_Assignment_: Where a line of the records contains the word "player", show that line.

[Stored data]
+---+
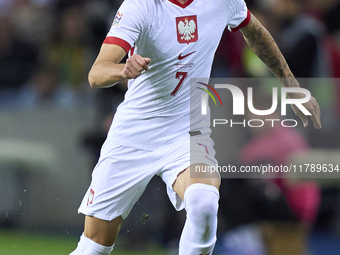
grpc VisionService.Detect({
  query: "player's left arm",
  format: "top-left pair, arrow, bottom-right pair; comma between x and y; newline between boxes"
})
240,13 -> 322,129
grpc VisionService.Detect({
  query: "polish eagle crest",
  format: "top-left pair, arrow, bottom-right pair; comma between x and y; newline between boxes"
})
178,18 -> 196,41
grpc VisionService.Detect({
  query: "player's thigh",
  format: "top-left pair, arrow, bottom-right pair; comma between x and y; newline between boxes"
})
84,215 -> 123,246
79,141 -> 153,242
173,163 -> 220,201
+---+
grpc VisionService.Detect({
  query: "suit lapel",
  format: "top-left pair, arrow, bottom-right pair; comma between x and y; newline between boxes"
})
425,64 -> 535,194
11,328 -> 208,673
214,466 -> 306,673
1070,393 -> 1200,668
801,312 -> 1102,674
+---+
_Response_:
  query: "player's left arm",
  query: "player's thigh",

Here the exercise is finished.